• WRITTEN EXERCISE: Copy each entry below verbatim, keeping every line and its order intact. Leave the pictures out.

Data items
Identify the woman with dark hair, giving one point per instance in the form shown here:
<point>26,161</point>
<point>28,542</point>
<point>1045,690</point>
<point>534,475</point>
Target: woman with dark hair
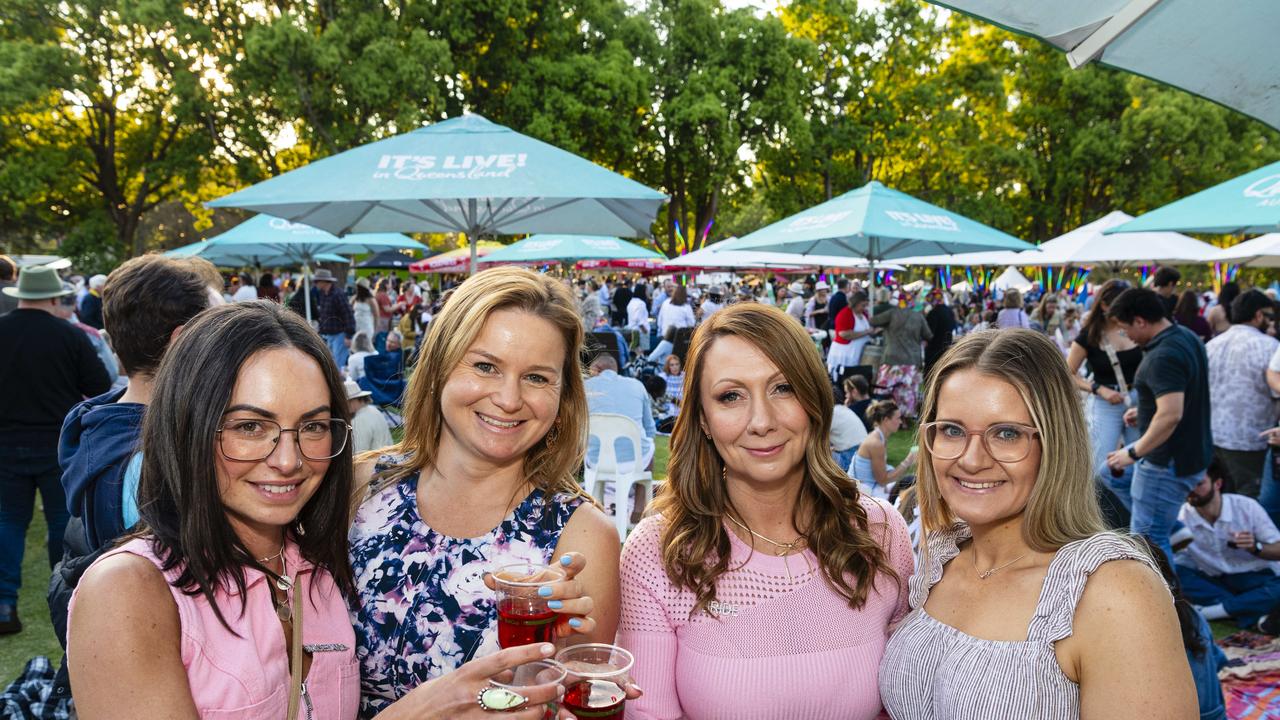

• SOLVED EXERCISE:
Identify the woman with dark hair, giving one point per instance in the form shown here:
<point>26,161</point>
<point>28,542</point>
<point>1045,690</point>
<point>534,475</point>
Target: woman with dark hair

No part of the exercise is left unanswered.